Provided information:
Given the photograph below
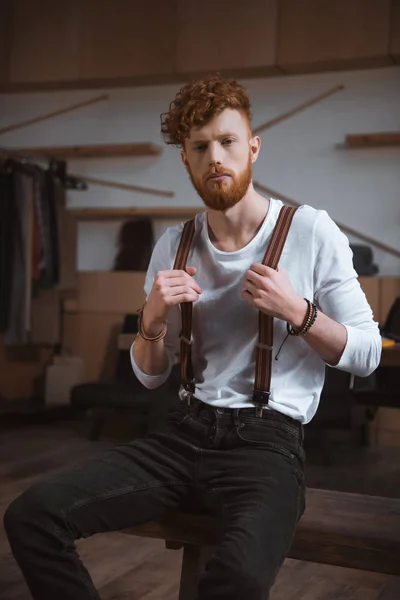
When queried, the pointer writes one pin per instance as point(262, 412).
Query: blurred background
point(87, 187)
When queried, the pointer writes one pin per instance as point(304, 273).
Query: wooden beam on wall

Task directions:
Type out the data above once more, exactly, with no images included.

Written response:
Given the photograph below
When queried, the pointer writes one pin per instance as point(262, 412).
Query: blurred background
point(87, 187)
When queried, the pointer writes one pin per instance as point(304, 273).
Query: wooden beam on wall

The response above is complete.